◆ Text shown:

Our Edible Landscape

Elderflowers, soon to be elderberries, soon to be elderberry wine.

It must have been close to a hundred degrees in the hoop-house. After weeding down one row of tomatoes, cucumbers, squash, and melons, I paused to put my glasses, made useless by the sweat streaming down my face, in my overall pocket before continuing. The next row, a first planting back in April, was now laden with tomatoes of all stripes and types. I snacked on the ripe cherry tomatoes as I pruned and tied up the heavy branches.

Finishing the last row, I harvested a handful of bell and jalapeno peppers before heading to the house. In the breezeway of the barn, substantial piles of red onions and garlic lay curing. Security against winter want, they provided visions of future stews and gumbos. After a quick stop in the herb garden for a fistful of cilantro, I dropped off the produce with Cindy, who was busy making salsa, and returned to my next morning task.

I am an avid procrastinator when it comes to weeding and mulching perennials. There always seems to be something more important to do, whether it’s trimming sheep’s hooves or sitting on the deck with a cup of coffee. But yesterday the looming chore rose to the top of the list. I weeded and mulched the grapes, blackberries, pawpaw orchard, and blueberry bushes. As I worked I snacked, first on the blueberries and then on the blackberries, in a comfortable rhythm. Eat berries. Pull grass. Repeat.

◆ Extracted material:
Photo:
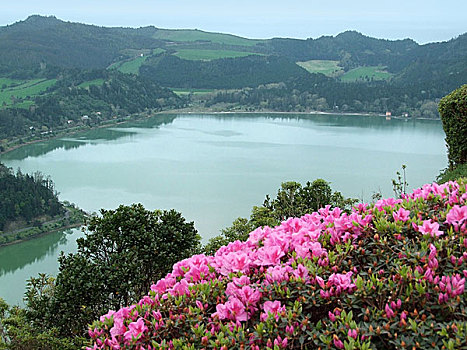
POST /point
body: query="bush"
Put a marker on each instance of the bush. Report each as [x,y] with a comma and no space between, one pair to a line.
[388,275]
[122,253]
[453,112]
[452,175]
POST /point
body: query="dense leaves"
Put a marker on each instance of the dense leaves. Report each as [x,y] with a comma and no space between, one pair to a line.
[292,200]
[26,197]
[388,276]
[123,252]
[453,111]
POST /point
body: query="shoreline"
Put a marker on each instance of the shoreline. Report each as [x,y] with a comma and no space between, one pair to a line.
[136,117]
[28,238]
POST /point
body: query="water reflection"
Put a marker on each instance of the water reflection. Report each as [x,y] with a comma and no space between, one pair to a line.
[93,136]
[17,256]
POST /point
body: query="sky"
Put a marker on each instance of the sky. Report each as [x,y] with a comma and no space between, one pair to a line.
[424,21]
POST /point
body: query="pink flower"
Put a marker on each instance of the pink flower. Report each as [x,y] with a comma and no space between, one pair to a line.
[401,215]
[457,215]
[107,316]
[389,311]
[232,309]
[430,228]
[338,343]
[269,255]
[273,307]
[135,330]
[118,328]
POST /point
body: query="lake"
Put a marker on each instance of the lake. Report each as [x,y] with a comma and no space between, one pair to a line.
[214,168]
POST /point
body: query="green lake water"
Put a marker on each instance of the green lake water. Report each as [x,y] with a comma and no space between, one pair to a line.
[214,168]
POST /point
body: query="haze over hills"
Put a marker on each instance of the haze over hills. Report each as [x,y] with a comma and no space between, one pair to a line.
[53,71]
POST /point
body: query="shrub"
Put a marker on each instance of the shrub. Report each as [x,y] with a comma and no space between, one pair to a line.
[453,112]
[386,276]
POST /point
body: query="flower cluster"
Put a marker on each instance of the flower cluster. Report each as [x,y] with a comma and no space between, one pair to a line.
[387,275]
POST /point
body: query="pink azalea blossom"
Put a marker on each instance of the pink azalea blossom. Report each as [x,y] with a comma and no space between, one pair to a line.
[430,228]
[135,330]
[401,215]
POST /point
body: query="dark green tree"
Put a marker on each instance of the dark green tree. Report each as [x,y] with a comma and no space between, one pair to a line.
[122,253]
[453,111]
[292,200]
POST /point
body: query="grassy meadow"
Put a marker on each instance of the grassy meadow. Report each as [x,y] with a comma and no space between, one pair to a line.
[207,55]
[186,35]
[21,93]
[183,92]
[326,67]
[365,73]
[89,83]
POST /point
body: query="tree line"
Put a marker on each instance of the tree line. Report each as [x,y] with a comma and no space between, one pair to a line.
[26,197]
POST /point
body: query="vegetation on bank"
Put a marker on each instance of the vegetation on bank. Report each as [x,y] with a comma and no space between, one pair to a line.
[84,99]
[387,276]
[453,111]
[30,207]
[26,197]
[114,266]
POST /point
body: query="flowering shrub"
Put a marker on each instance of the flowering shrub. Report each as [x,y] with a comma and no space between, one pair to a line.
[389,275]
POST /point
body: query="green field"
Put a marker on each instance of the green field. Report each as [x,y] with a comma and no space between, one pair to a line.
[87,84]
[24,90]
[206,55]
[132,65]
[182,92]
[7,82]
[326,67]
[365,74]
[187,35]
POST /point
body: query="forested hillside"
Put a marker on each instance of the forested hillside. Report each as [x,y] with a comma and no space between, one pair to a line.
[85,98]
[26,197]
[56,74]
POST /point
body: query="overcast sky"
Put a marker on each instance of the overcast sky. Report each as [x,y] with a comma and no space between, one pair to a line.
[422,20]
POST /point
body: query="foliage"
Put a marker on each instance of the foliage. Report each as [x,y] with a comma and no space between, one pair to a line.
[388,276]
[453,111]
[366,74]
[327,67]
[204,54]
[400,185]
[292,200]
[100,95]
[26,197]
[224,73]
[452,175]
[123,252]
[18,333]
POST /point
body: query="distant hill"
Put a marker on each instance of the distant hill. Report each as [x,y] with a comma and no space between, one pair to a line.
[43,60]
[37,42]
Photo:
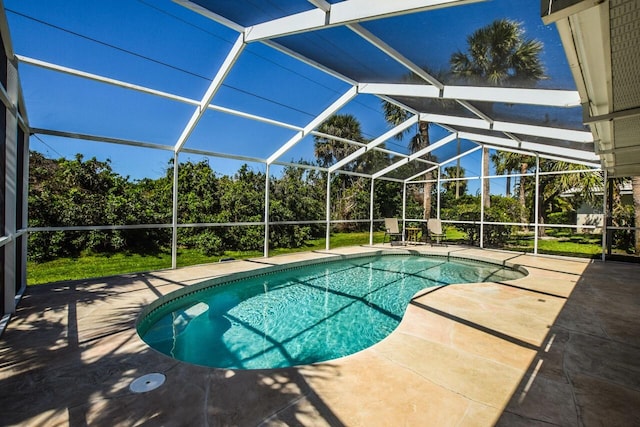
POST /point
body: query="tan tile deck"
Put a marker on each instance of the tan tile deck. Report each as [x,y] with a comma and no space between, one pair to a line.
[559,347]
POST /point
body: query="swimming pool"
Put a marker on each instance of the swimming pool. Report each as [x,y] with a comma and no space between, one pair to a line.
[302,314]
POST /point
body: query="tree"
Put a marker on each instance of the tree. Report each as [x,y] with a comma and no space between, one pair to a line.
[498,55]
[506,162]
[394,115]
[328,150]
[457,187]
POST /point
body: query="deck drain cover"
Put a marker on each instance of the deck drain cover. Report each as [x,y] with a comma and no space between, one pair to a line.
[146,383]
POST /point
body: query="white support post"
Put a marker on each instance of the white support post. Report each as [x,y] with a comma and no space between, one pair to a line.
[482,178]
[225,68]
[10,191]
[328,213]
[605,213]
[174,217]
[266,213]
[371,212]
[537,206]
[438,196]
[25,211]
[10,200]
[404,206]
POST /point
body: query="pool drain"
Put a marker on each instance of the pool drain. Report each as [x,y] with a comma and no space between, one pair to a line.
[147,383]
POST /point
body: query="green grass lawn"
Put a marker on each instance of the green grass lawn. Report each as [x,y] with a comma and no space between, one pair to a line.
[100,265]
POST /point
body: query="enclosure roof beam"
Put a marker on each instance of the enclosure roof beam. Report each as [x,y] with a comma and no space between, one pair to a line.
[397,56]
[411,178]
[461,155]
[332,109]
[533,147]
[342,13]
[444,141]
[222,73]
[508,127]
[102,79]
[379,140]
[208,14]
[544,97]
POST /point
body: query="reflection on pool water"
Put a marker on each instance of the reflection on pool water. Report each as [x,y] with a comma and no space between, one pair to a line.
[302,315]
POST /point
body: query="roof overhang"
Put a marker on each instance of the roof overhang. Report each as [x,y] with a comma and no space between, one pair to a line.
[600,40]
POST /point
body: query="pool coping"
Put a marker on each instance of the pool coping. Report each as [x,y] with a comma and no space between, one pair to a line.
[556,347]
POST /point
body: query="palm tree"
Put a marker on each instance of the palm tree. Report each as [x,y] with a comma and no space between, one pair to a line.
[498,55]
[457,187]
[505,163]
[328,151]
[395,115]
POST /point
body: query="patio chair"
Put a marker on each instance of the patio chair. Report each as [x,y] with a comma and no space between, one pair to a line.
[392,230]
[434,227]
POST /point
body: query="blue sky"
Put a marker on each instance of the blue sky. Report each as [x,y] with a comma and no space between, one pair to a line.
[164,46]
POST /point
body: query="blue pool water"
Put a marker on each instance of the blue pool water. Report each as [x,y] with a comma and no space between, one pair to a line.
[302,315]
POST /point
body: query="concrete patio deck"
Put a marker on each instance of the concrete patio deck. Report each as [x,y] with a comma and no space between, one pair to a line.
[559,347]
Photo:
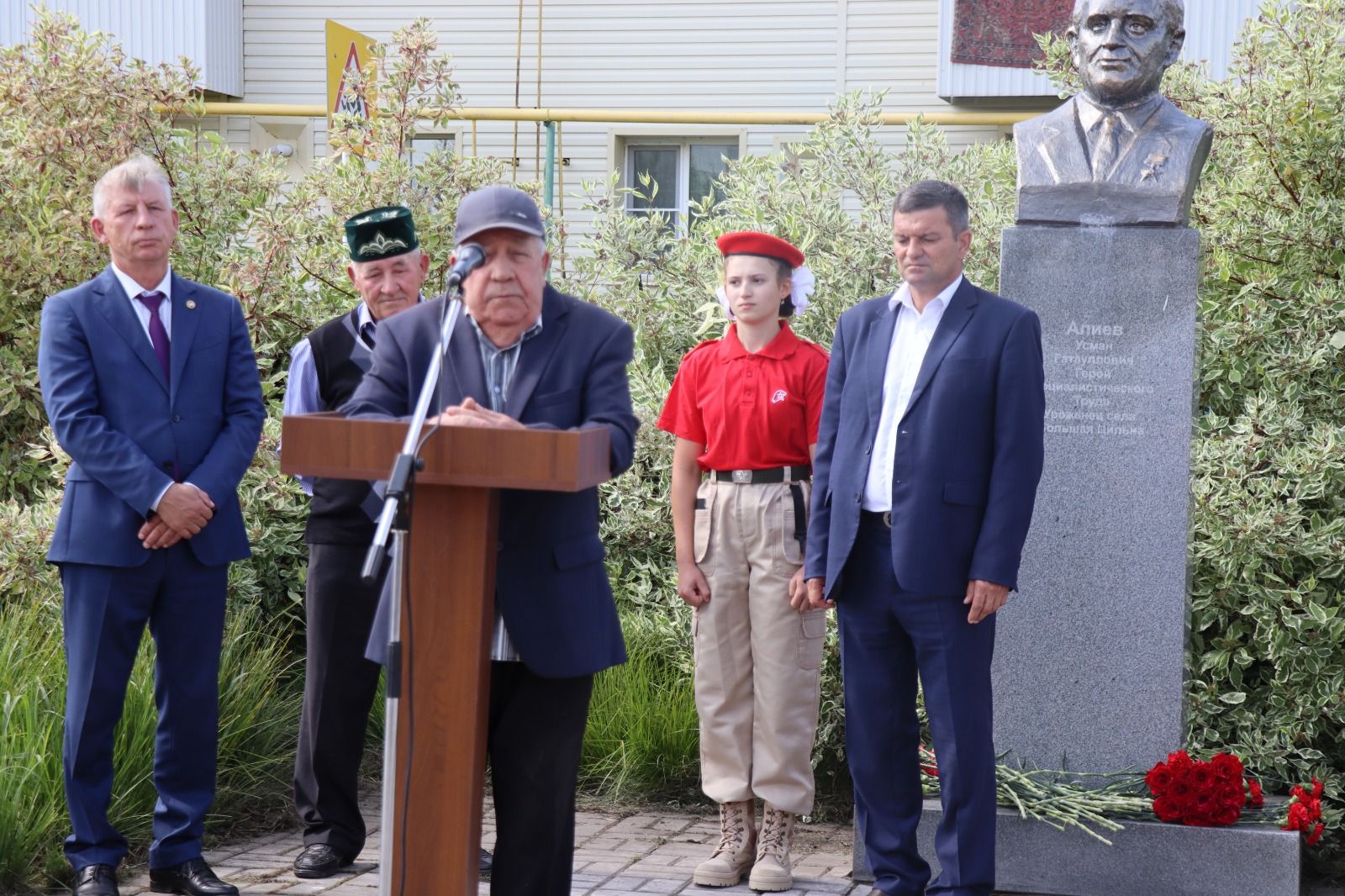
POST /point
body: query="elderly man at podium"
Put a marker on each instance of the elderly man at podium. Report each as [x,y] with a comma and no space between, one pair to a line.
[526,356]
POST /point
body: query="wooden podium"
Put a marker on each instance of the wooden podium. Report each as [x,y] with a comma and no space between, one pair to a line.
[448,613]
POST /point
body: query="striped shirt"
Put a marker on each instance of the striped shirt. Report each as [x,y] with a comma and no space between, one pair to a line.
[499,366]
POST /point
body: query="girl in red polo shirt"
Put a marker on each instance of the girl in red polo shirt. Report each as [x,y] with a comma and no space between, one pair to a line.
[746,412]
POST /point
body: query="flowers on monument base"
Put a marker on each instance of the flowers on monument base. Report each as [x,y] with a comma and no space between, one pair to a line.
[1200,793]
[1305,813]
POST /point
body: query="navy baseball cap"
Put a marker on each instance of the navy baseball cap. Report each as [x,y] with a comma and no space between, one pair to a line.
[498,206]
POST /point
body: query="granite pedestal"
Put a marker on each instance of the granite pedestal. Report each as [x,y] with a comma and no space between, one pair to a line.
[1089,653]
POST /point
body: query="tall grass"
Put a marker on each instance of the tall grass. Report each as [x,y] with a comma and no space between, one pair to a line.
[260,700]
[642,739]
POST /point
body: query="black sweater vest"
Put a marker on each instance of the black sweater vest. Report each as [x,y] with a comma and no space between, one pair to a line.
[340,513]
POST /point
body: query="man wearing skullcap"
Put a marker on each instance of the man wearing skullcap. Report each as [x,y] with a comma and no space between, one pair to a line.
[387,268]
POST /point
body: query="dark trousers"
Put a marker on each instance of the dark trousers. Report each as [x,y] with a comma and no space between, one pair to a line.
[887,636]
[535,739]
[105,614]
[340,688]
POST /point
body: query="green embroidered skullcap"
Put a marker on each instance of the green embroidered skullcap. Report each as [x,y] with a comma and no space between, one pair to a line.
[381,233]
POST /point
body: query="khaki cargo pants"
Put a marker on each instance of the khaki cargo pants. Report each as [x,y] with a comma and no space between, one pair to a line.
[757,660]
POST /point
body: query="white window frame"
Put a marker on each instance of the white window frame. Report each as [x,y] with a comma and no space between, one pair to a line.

◆ Short task 1:
Answer these from the text about the edible landscape:
(a) What did the writer snack on while pruning and tying up the tomato branches?
(b) What lay curing in the breezeway of the barn?
(c) Which perennials did the writer weed and mulch?
◆ Short task 2: Please write the next part of the text about the edible landscape, picking up after its last sentence.
The items have no role in this work.

◆ Task response 1:
(a) Ripe cherry tomatoes.
(b) Substantial piles of red onions and garlic.
(c) The grapes, blackberries, pawpaw orchard, and blueberry bushes.

◆ Task response 2:
There is a satisfaction in being able to walk the farm and snack or harvest in any season. Whether it is greens in deep January or wild chanterelles in late July, the real “movable feast” is there for the taking (with a little bit of sweat and labor). Even the sassafras trees make a contribution; I gather and grind their leaves to a fine powder in my annual production of gumbo filé.

Yesterday’s munching was just an appetizer for the summer months to come. Soon there will be ripe beefsteak tomatoes, juicy sweet melons, platters of figs, and salads of peppers, cucumbers, homemade yogurt, and dill — each month’s cooking informed by the season, each month with its own theme.

July already has me salivating in anticipation. I’m thinking grilled ribeye with a little salt and pepper, garlicky mashed potatoes, a salad of sliced tomatoes topped with fresh basil, homemade bread, and a few glasses of wine for a theme.

This work of farming sure goes down easier if you enjoy the pleasures and conviviality of the table, or just the taste of a warm, fat blackberry on a humid afternoon, plucked from the vine a moment before you pop it in your mouth.

 Yep, it is going to be a great summer.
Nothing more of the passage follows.